Task to carry out
Edit the items from the line containing "of the right" through the end of the items, inclusive, replacing "eyelid" with "eyelash" and leaving everything else unchanged. Omit the pictures from your answer.

Provided records

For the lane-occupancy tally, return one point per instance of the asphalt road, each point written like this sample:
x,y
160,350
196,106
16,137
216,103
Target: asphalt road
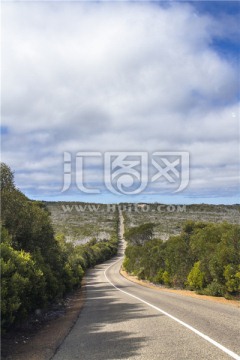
x,y
123,320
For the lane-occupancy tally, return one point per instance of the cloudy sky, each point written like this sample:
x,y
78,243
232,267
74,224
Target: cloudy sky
x,y
130,77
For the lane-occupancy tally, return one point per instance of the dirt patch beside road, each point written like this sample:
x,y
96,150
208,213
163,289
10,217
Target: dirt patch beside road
x,y
180,292
42,343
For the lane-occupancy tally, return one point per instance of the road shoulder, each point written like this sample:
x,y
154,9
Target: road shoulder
x,y
189,293
43,344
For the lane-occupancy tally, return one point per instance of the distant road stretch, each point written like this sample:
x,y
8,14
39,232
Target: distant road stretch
x,y
123,320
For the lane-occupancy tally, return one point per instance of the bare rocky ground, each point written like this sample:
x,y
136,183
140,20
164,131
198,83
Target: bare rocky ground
x,y
40,336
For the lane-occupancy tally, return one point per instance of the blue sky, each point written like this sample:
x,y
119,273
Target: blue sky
x,y
132,77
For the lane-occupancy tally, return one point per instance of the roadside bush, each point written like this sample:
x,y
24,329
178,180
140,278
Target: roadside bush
x,y
204,258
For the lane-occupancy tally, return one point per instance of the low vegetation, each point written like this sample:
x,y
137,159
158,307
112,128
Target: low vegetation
x,y
37,266
205,257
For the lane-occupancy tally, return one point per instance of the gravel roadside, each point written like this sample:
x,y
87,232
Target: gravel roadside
x,y
42,341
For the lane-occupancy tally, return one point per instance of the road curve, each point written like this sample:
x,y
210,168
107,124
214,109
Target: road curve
x,y
123,320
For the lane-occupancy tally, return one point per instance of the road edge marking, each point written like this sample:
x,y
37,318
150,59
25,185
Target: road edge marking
x,y
199,333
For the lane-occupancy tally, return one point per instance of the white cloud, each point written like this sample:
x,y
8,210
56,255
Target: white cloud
x,y
110,76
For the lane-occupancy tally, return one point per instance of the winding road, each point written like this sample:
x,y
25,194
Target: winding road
x,y
124,320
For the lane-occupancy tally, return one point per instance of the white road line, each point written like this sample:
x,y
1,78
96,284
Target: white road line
x,y
213,342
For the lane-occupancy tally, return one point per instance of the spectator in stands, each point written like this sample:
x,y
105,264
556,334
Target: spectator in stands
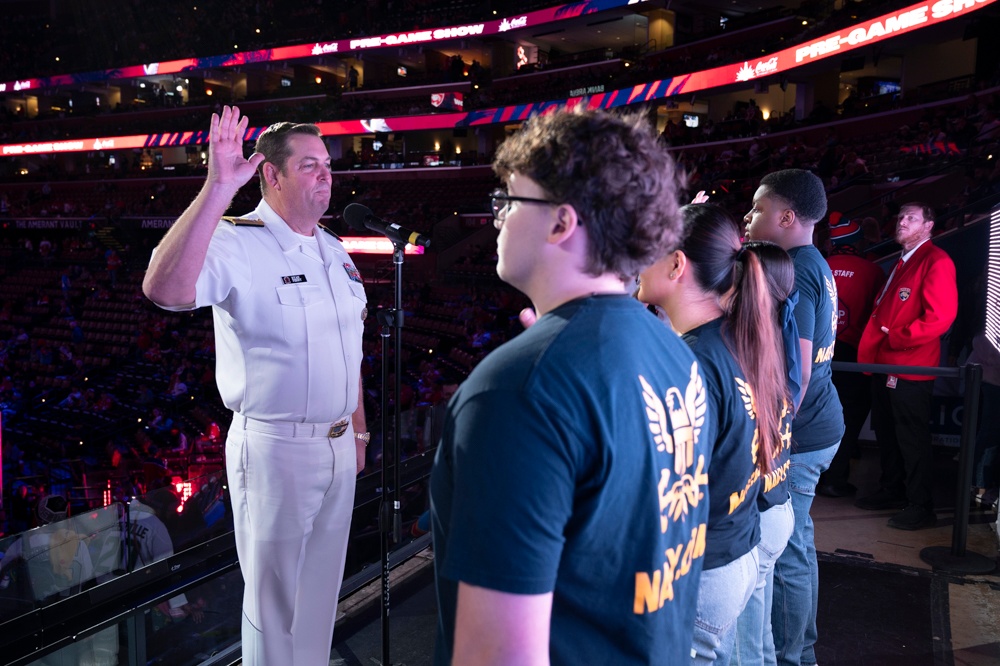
x,y
291,418
590,203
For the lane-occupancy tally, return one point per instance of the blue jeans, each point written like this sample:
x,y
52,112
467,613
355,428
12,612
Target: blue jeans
x,y
796,574
753,643
722,594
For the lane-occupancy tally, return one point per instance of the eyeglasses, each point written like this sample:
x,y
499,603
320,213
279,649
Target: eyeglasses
x,y
500,202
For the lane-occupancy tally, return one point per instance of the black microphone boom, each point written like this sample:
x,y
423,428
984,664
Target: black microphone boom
x,y
360,217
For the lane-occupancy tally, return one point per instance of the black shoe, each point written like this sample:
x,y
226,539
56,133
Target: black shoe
x,y
883,499
835,489
913,517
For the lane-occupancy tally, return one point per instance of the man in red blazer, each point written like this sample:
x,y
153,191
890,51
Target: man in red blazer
x,y
916,307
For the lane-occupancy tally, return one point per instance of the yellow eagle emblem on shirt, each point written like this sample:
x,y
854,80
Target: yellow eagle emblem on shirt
x,y
676,422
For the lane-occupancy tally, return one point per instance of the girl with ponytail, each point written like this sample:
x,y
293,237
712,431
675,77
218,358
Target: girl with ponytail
x,y
717,296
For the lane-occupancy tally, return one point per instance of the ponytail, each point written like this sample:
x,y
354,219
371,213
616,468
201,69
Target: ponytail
x,y
722,266
756,342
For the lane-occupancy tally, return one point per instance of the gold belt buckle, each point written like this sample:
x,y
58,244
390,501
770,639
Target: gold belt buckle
x,y
338,428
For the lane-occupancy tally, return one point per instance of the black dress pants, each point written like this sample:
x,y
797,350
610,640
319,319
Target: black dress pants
x,y
901,420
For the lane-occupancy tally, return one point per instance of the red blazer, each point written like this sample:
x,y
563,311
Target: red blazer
x,y
919,307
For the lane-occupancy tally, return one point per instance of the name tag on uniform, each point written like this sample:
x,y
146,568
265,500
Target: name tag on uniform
x,y
353,273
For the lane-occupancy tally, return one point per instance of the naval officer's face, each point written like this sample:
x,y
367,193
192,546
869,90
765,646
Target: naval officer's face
x,y
304,184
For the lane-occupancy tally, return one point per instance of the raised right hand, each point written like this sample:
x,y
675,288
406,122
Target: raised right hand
x,y
226,164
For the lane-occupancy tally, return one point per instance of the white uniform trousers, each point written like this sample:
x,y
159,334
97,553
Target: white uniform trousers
x,y
293,495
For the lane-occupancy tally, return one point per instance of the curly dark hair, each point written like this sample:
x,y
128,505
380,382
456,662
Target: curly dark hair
x,y
614,172
273,145
802,190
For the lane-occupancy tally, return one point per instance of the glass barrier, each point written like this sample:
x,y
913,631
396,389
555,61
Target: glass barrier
x,y
179,614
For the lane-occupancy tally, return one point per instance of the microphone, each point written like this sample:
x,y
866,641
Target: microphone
x,y
360,217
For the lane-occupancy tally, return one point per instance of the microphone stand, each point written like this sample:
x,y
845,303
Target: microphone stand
x,y
390,520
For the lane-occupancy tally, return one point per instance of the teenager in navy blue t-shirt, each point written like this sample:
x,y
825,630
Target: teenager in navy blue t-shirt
x,y
716,295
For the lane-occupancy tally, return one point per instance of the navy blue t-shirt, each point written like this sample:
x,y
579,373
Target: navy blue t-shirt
x,y
819,423
573,462
733,474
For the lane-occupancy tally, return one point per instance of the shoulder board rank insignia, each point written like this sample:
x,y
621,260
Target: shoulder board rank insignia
x,y
329,231
243,221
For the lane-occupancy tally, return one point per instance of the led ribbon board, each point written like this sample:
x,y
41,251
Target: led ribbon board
x,y
904,21
494,27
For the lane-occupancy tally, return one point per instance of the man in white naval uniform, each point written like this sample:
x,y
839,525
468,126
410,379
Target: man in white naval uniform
x,y
288,305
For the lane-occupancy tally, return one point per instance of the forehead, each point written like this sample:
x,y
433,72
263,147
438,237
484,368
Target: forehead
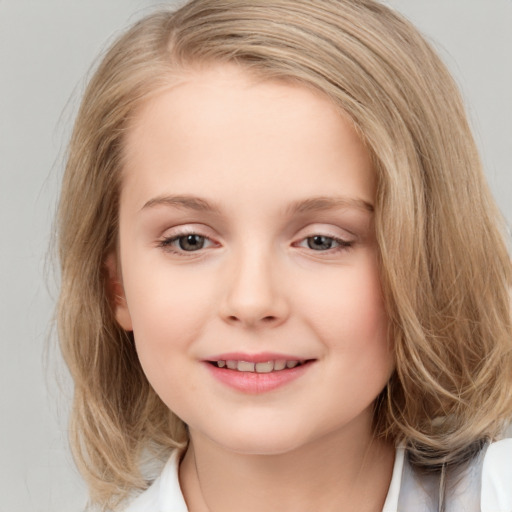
x,y
221,126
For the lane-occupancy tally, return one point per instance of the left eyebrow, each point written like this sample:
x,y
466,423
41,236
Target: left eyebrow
x,y
184,202
322,203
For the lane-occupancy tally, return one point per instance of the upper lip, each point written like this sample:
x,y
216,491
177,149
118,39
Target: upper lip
x,y
261,357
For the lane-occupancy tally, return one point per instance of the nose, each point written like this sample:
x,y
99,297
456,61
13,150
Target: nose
x,y
254,292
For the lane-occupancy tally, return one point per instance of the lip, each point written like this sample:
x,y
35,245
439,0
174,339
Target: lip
x,y
261,357
256,383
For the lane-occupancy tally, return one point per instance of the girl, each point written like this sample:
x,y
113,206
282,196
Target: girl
x,y
283,275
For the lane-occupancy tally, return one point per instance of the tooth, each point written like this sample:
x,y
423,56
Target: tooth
x,y
264,367
280,364
245,366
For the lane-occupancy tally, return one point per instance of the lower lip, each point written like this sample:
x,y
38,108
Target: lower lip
x,y
257,383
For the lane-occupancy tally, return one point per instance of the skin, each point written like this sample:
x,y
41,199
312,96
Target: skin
x,y
253,150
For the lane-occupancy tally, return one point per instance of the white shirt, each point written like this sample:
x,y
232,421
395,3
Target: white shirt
x,y
407,492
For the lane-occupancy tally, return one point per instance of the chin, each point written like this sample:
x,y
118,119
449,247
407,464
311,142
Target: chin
x,y
267,440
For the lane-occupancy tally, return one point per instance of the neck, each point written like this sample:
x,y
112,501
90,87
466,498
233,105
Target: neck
x,y
331,474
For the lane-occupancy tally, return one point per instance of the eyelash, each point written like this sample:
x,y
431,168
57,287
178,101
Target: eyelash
x,y
167,244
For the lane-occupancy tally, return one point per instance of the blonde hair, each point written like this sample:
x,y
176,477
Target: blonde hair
x,y
445,269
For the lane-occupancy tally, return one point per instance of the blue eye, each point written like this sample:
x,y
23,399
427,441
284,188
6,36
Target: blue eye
x,y
324,243
189,242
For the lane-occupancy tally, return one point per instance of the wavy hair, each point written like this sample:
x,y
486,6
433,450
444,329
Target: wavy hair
x,y
445,269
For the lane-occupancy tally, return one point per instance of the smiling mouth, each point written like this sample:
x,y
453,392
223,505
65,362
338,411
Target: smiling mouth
x,y
272,366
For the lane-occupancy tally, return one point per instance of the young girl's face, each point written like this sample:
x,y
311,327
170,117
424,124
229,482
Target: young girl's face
x,y
247,246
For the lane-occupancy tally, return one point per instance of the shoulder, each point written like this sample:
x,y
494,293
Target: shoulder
x,y
164,495
497,477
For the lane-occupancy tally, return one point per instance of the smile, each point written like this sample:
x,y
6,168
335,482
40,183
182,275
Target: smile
x,y
260,375
261,367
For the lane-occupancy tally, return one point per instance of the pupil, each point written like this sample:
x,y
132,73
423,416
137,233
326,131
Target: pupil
x,y
191,242
319,242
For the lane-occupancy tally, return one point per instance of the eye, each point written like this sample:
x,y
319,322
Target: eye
x,y
324,243
187,242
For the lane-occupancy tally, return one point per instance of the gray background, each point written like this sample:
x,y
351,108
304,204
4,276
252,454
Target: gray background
x,y
46,50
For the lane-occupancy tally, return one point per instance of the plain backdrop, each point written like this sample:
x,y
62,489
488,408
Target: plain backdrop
x,y
46,51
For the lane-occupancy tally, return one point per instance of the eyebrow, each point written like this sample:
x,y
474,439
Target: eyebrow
x,y
313,204
184,202
323,203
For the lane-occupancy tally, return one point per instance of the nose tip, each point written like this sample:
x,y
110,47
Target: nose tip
x,y
254,297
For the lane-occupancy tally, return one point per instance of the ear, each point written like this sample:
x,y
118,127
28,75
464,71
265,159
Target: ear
x,y
115,293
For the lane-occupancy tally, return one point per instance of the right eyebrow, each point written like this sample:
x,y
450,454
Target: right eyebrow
x,y
184,202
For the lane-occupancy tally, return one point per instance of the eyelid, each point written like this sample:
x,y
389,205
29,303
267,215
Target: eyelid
x,y
173,234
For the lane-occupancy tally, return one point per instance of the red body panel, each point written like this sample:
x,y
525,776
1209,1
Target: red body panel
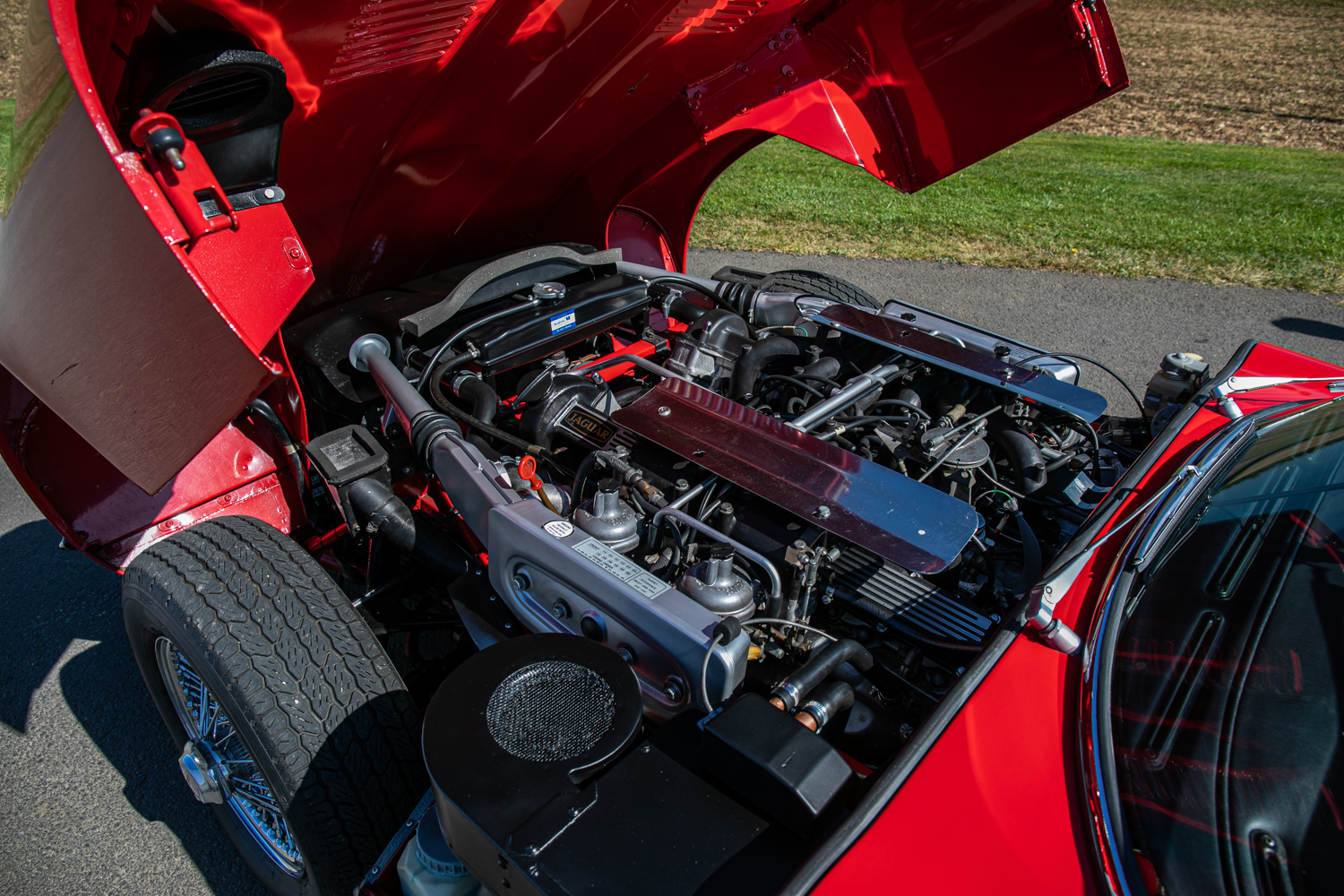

Reply
For the lane-occupancy tally, return one point per instance of the right eyebrow, each point written like this sample:
x,y
450,454
Target: right eyebrow
x,y
184,202
For the lane-occupancy tally, return one point per instance of the eyelash, each point written like this sample:
x,y
389,205
29,303
267,215
Target: eyelash
x,y
173,234
For the lane-occupancy tally, return one point per instance of the red body panel, each point written like this sample:
x,y
525,776
1209,1
Target: red body panel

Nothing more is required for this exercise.